_CHALLENGE_
Continue the account below of the Winnipeg Shamrocks' lacrosse games, beginning directly after its final sentence.

In St. Paul, the local team gave the Shamrocks a genuine scare in a “hotly contested” game at Lexington Park which ended 6-6.
Winnipeg had actually jumped ahead 6-1 by the end of the second quarter, but St. Paul replied during the next two quarters with five unanswered goals.
“The brilliant plays made by Armstrong of the Shamrocks was a feature of the game,” the Telegram reported on July 4,” and while the St. Paul team appeared to be in better form than the visitors they could do no better than break even ... the only regret was that one side or the other could not get a decisive victory.”
Despite the game ending in a tie, it was reported as the greatest lacrosse match played in the history of St. Paul, which the Free Press said was witnessed by 2,500 spectators.
Surprisingly, Armstrong, who played so well at St. Paul, is not listed on the official roster of the International Olympic Committee as a member of the team that competed in St. Louis. What happened to him during the journey between St. Paul and Chicago is a mystery.

_ROWS_
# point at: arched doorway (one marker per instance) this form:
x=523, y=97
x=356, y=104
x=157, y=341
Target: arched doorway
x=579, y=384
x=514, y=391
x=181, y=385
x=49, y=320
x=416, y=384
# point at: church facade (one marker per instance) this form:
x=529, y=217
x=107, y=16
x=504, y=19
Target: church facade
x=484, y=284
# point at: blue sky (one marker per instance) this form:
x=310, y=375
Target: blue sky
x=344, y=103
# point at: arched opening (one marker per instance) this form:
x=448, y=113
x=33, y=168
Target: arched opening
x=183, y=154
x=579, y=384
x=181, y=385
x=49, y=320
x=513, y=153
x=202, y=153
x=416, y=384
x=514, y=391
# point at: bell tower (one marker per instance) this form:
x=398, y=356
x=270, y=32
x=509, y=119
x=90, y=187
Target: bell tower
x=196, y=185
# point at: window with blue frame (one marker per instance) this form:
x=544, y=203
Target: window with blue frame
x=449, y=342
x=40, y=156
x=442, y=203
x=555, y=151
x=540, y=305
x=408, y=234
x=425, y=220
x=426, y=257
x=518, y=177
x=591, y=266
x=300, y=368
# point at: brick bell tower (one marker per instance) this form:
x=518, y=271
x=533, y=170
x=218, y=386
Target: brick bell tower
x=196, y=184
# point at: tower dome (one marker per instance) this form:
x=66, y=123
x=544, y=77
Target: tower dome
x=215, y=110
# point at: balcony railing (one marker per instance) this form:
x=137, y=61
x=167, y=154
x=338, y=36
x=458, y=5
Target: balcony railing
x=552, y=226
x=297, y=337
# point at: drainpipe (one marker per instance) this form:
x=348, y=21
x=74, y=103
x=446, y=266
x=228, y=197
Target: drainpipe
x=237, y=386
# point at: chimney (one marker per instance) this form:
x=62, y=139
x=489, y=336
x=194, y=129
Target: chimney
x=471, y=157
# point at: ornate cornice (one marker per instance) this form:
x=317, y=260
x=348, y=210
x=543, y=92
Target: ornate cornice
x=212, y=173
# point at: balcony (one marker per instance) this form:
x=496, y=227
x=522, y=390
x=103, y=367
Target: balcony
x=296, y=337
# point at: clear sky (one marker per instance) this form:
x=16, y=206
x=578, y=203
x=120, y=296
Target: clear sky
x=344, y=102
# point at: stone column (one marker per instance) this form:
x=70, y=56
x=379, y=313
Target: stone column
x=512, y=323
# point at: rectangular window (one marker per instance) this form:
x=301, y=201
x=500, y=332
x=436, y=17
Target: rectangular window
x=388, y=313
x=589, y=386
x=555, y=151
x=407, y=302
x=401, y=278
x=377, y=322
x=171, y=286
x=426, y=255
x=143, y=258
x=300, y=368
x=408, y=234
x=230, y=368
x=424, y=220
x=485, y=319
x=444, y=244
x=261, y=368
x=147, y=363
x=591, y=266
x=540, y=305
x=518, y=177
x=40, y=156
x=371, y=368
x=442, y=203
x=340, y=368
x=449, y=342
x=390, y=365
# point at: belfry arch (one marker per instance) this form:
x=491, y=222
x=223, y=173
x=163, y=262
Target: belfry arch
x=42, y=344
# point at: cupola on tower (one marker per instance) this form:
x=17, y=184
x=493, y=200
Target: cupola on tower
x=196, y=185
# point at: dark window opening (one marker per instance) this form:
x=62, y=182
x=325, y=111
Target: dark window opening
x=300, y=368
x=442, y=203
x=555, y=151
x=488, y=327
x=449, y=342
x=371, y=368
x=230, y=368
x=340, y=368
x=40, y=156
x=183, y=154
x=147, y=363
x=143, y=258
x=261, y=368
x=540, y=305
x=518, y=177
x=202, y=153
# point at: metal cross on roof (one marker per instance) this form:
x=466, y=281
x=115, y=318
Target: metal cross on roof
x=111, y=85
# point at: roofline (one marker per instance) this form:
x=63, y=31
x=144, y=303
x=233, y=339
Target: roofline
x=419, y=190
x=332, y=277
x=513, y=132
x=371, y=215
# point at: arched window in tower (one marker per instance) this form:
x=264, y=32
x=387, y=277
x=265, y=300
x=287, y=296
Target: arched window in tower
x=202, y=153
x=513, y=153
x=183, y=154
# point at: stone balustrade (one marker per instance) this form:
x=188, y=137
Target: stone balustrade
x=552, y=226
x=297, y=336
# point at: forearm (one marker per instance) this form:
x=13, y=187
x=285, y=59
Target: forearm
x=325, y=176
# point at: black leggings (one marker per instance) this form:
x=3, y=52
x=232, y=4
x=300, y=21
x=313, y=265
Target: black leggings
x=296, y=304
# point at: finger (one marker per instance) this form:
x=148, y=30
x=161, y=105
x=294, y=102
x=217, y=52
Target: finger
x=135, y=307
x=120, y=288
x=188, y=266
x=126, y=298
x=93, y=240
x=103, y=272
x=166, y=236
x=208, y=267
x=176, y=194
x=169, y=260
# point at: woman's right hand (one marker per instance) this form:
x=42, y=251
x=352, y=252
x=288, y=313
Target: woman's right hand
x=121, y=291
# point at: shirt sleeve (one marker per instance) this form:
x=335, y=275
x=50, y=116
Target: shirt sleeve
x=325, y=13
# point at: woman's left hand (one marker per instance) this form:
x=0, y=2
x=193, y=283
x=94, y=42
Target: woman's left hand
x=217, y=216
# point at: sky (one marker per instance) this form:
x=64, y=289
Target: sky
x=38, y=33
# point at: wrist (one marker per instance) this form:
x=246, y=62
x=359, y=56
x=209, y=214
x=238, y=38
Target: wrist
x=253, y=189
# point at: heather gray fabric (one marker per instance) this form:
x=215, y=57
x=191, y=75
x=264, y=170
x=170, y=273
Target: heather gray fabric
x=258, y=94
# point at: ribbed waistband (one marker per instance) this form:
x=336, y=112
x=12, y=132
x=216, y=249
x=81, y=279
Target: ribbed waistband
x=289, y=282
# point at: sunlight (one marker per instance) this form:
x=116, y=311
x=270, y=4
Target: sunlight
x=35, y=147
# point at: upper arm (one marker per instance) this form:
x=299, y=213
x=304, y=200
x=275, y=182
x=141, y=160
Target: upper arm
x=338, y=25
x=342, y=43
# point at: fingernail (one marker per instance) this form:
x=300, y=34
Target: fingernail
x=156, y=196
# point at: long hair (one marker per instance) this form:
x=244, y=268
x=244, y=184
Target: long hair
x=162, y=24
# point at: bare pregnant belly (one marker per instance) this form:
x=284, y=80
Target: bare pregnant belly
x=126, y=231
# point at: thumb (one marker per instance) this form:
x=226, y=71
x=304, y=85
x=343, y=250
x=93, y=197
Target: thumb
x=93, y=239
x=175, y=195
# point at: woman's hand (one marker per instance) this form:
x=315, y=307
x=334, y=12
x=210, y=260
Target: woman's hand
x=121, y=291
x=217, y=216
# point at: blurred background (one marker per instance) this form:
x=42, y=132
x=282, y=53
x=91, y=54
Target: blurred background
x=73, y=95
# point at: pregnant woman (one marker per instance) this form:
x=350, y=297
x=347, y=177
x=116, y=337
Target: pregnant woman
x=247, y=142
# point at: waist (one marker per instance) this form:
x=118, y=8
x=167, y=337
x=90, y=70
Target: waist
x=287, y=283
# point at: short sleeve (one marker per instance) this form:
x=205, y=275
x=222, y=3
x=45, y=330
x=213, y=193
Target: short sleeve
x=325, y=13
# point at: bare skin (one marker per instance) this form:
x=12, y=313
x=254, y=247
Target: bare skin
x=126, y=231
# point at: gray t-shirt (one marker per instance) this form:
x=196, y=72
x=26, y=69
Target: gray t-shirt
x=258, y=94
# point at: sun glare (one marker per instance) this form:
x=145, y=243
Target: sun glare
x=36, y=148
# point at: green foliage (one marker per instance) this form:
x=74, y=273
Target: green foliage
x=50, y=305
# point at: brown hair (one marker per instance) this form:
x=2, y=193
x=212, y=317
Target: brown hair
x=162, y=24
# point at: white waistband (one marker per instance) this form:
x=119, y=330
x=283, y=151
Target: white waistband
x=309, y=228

_RESPONSE TO THE EXERCISE_
The game in Chicago was called “just practice for the Shams,” as the Winnipeg team won easily by a 14-5 score.
“The work of the Winnipegs was a revelation to the Chicago followers of the game,” said a special report from the “Windy City” on July 5. “In defensive work the visitors showed the advantage, (George) Cloutier, their goaltender, proving almost impossible to score through ... The Canadians played the most accurate passing ever seen in this city, every movement showing them to be splendid players. Their dodging and backhand shots were far superior to the Calumets (of Chicago).”
The local newspaper said 3,000 fans showed up for the game, which was “easily the largest crowd ever at a lacrosse game” in Chicago.
The Shamrocks’ next stop was St. Louis, where lacrosse would be an official Olympic sport for the first time.
Actually, the Olympics were overshadowed by the World’s Fair occurring at the same time in the city. The Olympics were originally scheduled for Chicago, but the St. Louis World’s Fair committee objected to another international event occurring at the same time in the U.S. The St. Louis organizers even threatened to stage a sports competition that would eclipse Chicago’s unless the Games were moved to the “Saintly City.”
Baron Pierre de Coubertin, the founder of the modern Olympic movement, relented leaving the choice of venue to American President Teddy Roosevelt. It was a forgone conclusion the venue would be changed, as Roosevelt was the honourary president of the World’s Fair.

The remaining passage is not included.